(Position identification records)
..........
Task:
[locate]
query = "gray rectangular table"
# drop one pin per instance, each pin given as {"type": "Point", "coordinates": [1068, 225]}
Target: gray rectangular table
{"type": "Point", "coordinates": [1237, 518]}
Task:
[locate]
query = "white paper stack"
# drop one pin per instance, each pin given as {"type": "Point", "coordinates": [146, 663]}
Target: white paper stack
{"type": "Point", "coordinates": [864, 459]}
..........
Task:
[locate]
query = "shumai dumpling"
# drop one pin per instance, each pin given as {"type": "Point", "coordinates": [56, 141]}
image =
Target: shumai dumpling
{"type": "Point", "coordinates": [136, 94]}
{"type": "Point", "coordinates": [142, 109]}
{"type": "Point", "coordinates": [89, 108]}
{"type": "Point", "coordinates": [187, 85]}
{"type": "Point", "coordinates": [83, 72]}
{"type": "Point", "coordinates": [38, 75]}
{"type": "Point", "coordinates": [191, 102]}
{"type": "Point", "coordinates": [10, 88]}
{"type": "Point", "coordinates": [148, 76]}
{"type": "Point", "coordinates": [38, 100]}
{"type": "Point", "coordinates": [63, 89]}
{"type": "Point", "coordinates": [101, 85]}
..........
§ AIM: How many lines of the records contain the string "gray"? Case counts, and the reply should be the number alone.

§ SOLUTION TO THE EXERCISE: 2